● Aim: Extract the text of every entry below without changing a character, and leave the pictures out of your answer.

--- start ---

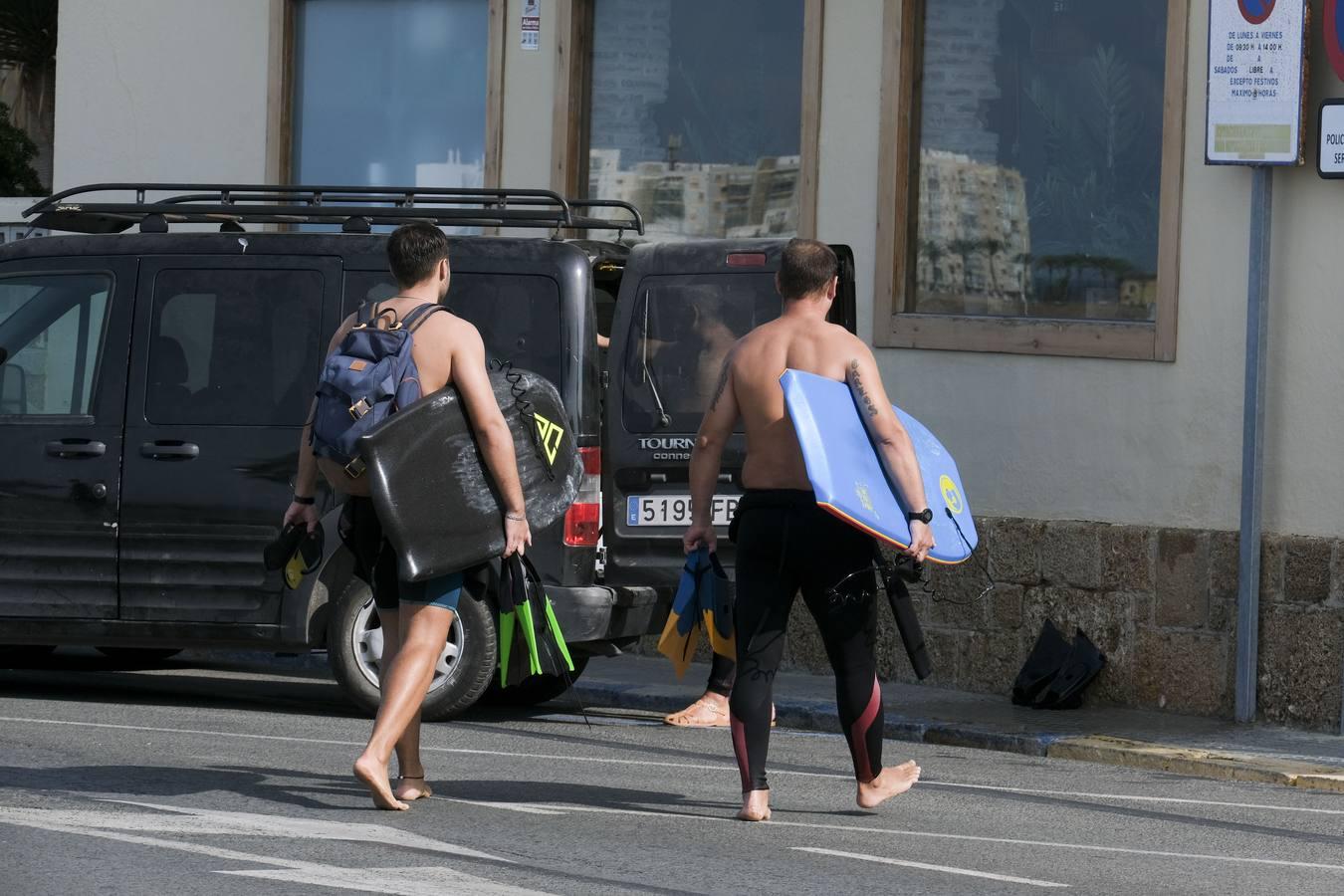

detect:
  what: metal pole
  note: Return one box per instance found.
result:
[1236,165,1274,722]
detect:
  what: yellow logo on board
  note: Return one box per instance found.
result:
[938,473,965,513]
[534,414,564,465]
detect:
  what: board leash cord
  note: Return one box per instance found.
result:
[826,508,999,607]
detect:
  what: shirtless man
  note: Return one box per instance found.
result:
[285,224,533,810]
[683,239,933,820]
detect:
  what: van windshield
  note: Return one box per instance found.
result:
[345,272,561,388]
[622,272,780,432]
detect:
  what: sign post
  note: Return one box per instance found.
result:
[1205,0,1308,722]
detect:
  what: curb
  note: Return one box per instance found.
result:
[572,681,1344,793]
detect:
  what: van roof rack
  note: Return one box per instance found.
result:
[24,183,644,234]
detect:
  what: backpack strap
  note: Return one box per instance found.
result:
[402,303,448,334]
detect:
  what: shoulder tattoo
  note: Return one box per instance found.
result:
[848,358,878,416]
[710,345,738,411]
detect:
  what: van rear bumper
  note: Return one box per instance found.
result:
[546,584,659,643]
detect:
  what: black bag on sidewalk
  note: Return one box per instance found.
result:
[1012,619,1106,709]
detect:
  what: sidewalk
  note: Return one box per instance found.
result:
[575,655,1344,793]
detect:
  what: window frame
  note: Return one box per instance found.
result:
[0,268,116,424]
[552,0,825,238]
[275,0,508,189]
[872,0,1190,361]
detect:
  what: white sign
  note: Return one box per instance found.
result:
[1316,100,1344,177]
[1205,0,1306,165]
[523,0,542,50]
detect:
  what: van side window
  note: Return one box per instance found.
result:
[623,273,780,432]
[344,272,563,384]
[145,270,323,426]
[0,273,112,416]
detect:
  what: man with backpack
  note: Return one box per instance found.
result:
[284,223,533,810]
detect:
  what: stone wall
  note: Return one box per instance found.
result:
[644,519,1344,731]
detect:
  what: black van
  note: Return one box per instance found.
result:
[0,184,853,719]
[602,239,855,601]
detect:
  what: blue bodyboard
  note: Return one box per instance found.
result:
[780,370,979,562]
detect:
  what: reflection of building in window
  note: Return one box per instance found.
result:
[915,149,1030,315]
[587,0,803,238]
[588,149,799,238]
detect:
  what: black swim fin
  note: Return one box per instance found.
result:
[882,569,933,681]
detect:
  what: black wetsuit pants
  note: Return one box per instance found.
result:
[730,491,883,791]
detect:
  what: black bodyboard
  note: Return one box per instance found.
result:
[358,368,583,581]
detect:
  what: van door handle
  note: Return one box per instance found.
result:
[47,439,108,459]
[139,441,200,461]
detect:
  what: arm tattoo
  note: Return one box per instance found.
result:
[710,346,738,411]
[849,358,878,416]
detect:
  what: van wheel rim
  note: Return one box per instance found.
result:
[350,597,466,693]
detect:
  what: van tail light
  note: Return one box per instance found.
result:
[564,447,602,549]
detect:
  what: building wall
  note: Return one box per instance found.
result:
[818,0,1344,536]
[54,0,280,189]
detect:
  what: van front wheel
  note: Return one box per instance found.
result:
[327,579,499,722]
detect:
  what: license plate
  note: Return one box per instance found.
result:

--- end ---

● Correct result:
detect:
  what: metal pole
  note: Return one box per instance found.
result:
[1236,165,1274,722]
detect:
  what: yellow logo on board
  note: Return one box per instance found.
result:
[938,473,965,513]
[534,414,564,465]
detect:
  what: board leash cord
  note: Return one box per instance found.
result:
[826,508,999,607]
detect:
  what: shirtless man
  note: Return one box per instance found.
result:
[285,224,533,810]
[683,239,933,820]
detect:
  what: van windshield
  note: Return one box per instance found.
result:
[345,272,561,388]
[622,272,780,432]
detect:
  what: sign post
  note: Return one box per instance found.
result:
[1205,0,1308,722]
detect:
  what: curb
  note: Return one box per instance found.
result:
[572,681,1344,793]
detect:
  what: van roof rack
  note: Return one box per instance found.
result:
[24,183,644,234]
detect:
  what: backpack strap
  note: Return one box per instance found.
result:
[402,303,448,334]
detect:
  what: shoulder tattoo
  note: Return one box per instance found.
result:
[848,358,878,416]
[710,345,738,411]
detect:
  what: van rear bumper
  note: Return one box per instance found.
result:
[546,584,659,643]
detect:
  what: black bag on sidewalk
  note: Return one box per instance found.
result:
[1012,619,1106,709]
detect:
  what: sidewalk
  note: Return one box per instance found.
result:
[575,655,1344,793]
detect:
  what: window frame
  note: Return one box per instance found.
result:
[0,268,116,424]
[552,0,825,238]
[275,0,508,189]
[872,0,1190,361]
detect:
  what: white sign
  note: Return one box per instance found.
result:
[1316,100,1344,177]
[1205,0,1306,165]
[523,0,542,50]
detect:
  what: van side window
  note: Return one box per instance found.
result:
[623,273,780,432]
[344,272,563,384]
[145,270,323,426]
[0,273,112,416]
detect:
  what: man with backpack
  note: Return one box per instance found.
result:
[284,223,533,810]
detect:
  what: stone wall
  note: Return one box per instance found.
result:
[644,519,1344,731]
detect:
  what: black van
  note: Return one box per instance found.
result:
[0,184,853,719]
[602,239,855,601]
detect:
  what: blue bodyboard
  note: Return one box per instance found.
result:
[780,370,979,562]
detect:
  what: reflection of building in window
  note: Return one box per instance found.
result:
[915,149,1030,315]
[587,0,803,238]
[588,149,799,238]
detect:
  what: black swim fin
  note: Return one box per instance found.
result:
[882,569,933,681]
detect:
  what: black wetsuit pants
  note: Return one box per instance found.
result:
[730,491,883,791]
detect:
  what: black bodyboard
  note: Return one box per instance found.
result:
[358,368,583,581]
detect:
  what: van door handle
  note: Return one box per instance found.
result:
[47,439,108,459]
[139,441,200,461]
detect:
  what: arm tattoo
  note: Return one box per instance found.
result:
[710,346,738,411]
[849,358,878,416]
detect:
  what: van wheel rim
  note: Return one box per instance found.
result:
[350,597,466,693]
detect:
  what: van tail light
  note: Return one box per instance found.
result:
[564,447,602,549]
detect:
  what: building wall
  note: Return one box per instance found.
result:
[818,0,1344,536]
[54,0,280,189]
detect:
  what: van front wheel
  note: Return one box per instance found.
result:
[327,579,499,722]
detect:
  what: license plate
  note: Return one box per instance found.
result:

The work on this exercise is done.